[Items listed in a dataset]
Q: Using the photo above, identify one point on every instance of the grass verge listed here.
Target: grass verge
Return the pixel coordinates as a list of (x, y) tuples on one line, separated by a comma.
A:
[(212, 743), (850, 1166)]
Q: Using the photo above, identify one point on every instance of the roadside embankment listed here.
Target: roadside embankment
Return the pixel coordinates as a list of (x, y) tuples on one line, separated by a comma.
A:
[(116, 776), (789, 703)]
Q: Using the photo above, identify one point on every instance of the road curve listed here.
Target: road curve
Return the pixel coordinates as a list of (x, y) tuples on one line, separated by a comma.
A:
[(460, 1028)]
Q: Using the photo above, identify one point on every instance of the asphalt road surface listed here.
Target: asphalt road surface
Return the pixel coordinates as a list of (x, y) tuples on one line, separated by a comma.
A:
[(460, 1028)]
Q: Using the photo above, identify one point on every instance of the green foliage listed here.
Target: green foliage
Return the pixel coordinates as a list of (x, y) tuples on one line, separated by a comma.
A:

_EXERCISE BRIEF_: Copy out every entry above line by line, word for word, without changing anything.

_TASK ANSWER_:
Q: Using the photo above, identify one point on every instance of the grass verge listed here.
Target: grass verge
Return the pixel coordinates as a list of (x, y) tuples on one line, separated by a comma.
A:
[(212, 743), (850, 1166)]
Q: Using the photo above, identify one point on every instance of the roadside embankment listed here.
Target: roadside embankment
Return the pixel coordinates as a list of (x, y) tuples on one line, separated by a comma.
A:
[(116, 776), (789, 703)]
Q: Using the photo above, identify one point on every instance of the road curve listed here.
Target: road curve
Return the pixel coordinates as a list of (x, y) tuples on one line, separated by a comma.
A:
[(460, 1028)]
Q: Using the photo above, identify one point on every instance of the asphalt road surface listed here.
Target: asphalt road surface
Return the pixel coordinates as a list of (x, y) tuples on one line, separated by a comma.
A:
[(460, 1028)]
Q: Using the photo above, identify one point on every instance of the green foliage listed here.
Target: green foliage
Return the pixel coordinates as a list of (x, y) tuples on one line, separated by a comma.
A:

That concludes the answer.